_Work to be completed:_ Convert every line of the entries below into a JSON array of strings, one string per line, skipping any blank lines.

++++ Data for this task

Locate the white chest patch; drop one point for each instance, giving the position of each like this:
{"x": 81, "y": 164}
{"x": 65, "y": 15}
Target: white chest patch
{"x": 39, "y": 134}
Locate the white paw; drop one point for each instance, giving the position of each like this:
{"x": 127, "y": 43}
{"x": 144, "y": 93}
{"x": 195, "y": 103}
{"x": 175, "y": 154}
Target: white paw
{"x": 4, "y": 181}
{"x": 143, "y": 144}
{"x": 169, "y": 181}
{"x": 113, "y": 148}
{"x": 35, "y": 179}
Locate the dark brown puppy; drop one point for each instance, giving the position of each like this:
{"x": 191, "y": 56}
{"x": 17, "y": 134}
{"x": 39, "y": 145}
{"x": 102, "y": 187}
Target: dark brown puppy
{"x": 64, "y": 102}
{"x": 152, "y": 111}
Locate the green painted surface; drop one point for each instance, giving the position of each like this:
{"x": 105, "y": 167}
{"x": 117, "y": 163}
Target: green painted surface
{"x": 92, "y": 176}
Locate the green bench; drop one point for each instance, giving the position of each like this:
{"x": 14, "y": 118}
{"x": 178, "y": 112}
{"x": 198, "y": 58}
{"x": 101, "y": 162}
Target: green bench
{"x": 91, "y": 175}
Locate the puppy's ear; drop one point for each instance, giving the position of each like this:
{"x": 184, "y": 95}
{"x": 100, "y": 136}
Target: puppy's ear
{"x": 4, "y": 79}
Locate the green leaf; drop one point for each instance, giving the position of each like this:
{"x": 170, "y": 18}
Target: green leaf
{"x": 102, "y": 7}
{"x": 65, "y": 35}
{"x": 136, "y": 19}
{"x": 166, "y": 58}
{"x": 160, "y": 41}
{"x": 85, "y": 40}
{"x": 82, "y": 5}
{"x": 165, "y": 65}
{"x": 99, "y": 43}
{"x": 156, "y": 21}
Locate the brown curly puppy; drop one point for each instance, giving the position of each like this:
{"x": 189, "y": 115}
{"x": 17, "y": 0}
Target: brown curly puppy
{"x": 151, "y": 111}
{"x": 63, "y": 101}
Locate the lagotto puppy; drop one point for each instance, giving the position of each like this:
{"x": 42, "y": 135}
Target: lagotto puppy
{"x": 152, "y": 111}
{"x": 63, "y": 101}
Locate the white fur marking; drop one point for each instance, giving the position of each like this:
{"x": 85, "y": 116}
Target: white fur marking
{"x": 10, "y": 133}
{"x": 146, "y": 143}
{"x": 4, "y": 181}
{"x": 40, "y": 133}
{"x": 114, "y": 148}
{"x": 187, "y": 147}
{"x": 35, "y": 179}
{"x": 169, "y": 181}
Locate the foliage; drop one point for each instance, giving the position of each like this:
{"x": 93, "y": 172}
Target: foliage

++++++++

_Output of the exercise:_
[
  "Locate the white chest patch; drop one point for each instance, giving the position of each like this:",
  "{\"x\": 81, \"y\": 164}",
  "{\"x\": 65, \"y\": 15}",
  "Target: white chest patch",
  "{\"x\": 39, \"y\": 134}",
  "Locate the white paw; drop one point for each instance, giving the position of each like this:",
  "{\"x\": 127, \"y\": 43}",
  "{\"x\": 144, \"y\": 93}",
  "{\"x\": 195, \"y\": 103}",
  "{\"x\": 175, \"y\": 154}",
  "Target: white paw",
  "{\"x\": 4, \"y\": 181}",
  "{\"x\": 143, \"y\": 144}",
  "{\"x\": 169, \"y\": 181}",
  "{\"x\": 113, \"y\": 148}",
  "{\"x\": 35, \"y\": 179}",
  "Locate the dark brown puppy; drop one point for each instance, giving the position of each like this:",
  "{\"x\": 191, \"y\": 56}",
  "{\"x\": 17, \"y\": 134}",
  "{\"x\": 39, \"y\": 145}",
  "{\"x\": 102, \"y\": 187}",
  "Target: dark brown puppy",
  "{\"x\": 64, \"y\": 102}",
  "{\"x\": 152, \"y\": 111}",
  "Locate the green painted surface; drop one point for each instance, giving the position of each like this:",
  "{\"x\": 105, \"y\": 167}",
  "{\"x\": 117, \"y\": 163}",
  "Target: green painted surface",
  "{\"x\": 92, \"y\": 176}",
  "Locate the green bench; drop one point for each instance, giving the position of each like this:",
  "{\"x\": 14, \"y\": 118}",
  "{\"x\": 178, \"y\": 112}",
  "{\"x\": 198, \"y\": 58}",
  "{\"x\": 101, \"y\": 162}",
  "Target: green bench",
  "{\"x\": 91, \"y\": 175}",
  "Locate the puppy's ear; drop one point for each instance, giving the position of each like this:",
  "{\"x\": 184, \"y\": 95}",
  "{\"x\": 100, \"y\": 136}",
  "Target: puppy's ear",
  "{\"x\": 4, \"y\": 79}",
  "Locate the green leaf; drop one point for each instance, giving the position of each like this:",
  "{\"x\": 170, \"y\": 18}",
  "Target: green leaf",
  "{\"x\": 102, \"y\": 7}",
  "{\"x\": 65, \"y\": 35}",
  "{\"x\": 136, \"y\": 19}",
  "{\"x\": 166, \"y\": 58}",
  "{\"x\": 160, \"y\": 41}",
  "{\"x\": 85, \"y\": 40}",
  "{\"x\": 82, \"y\": 5}",
  "{\"x\": 165, \"y\": 65}",
  "{\"x\": 99, \"y\": 43}",
  "{\"x\": 156, \"y\": 21}",
  "Locate the brown curly puppy; drop one point for each instance, giving the position of each like this:",
  "{\"x\": 189, \"y\": 115}",
  "{\"x\": 17, \"y\": 0}",
  "Target: brown curly puppy",
  "{\"x\": 151, \"y\": 111}",
  "{\"x\": 63, \"y\": 101}",
  "Locate the lagotto puppy; drop one point for each instance, giving the position of each like this:",
  "{\"x\": 42, \"y\": 135}",
  "Target: lagotto puppy",
  "{\"x\": 152, \"y\": 111}",
  "{\"x\": 63, \"y\": 101}",
  "Locate the white fur marking; drop one point for each instance, giving the position of each like this:",
  "{\"x\": 85, \"y\": 116}",
  "Target: white fur marking",
  "{\"x\": 10, \"y\": 133}",
  "{\"x\": 146, \"y\": 143}",
  "{\"x\": 4, \"y\": 181}",
  "{\"x\": 40, \"y\": 133}",
  "{\"x\": 114, \"y\": 148}",
  "{\"x\": 187, \"y\": 147}",
  "{\"x\": 35, \"y\": 179}",
  "{\"x\": 169, \"y\": 181}",
  "Locate the foliage; drop one point for each instance, giving the position of each like this:",
  "{\"x\": 93, \"y\": 172}",
  "Target: foliage"
]